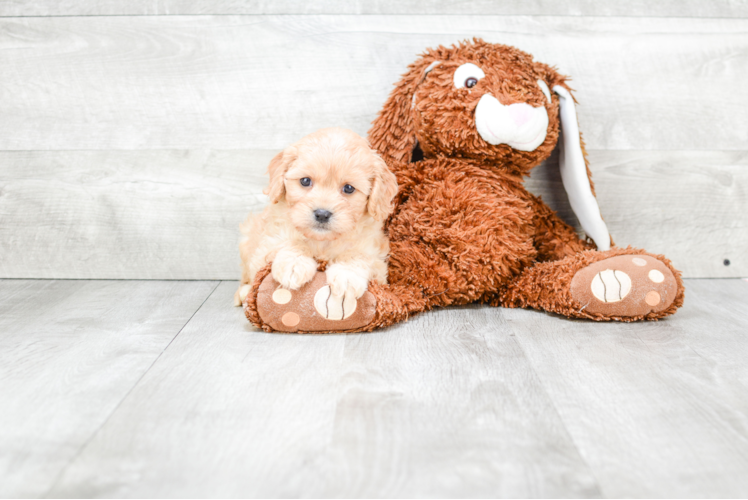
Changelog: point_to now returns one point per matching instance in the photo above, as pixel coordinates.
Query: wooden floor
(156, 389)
* * *
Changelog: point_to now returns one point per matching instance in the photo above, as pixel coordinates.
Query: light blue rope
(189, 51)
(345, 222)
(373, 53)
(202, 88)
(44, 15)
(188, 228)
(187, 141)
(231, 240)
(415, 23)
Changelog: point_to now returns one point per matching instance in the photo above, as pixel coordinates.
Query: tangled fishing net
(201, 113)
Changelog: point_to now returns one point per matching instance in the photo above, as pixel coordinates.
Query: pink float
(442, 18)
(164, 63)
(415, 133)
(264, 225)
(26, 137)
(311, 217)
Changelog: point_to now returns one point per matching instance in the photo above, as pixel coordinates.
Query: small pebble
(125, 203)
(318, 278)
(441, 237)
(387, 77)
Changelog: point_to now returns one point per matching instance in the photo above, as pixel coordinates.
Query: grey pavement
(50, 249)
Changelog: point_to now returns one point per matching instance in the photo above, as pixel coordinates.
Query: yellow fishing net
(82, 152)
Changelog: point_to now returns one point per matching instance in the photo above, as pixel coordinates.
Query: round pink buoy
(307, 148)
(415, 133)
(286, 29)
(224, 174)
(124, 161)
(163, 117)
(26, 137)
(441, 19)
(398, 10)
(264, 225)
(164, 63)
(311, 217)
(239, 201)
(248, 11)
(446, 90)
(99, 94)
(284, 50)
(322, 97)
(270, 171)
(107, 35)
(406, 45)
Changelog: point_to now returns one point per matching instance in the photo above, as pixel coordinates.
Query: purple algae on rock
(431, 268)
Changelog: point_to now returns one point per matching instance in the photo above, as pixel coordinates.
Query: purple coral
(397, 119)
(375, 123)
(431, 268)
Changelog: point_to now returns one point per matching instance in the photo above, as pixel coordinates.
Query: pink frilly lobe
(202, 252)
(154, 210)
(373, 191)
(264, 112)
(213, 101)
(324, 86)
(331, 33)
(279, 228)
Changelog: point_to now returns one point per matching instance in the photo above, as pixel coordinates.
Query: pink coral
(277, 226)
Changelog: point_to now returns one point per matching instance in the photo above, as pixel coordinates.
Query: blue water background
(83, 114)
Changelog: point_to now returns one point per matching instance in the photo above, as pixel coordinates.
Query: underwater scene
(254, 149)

§ **Problem requirements**: Pull out every line of the data above that contains the word "purple", and copy each of those lines in full.

§ **Solution to this problem**:
Query: purple algae on rock
Query: purple coral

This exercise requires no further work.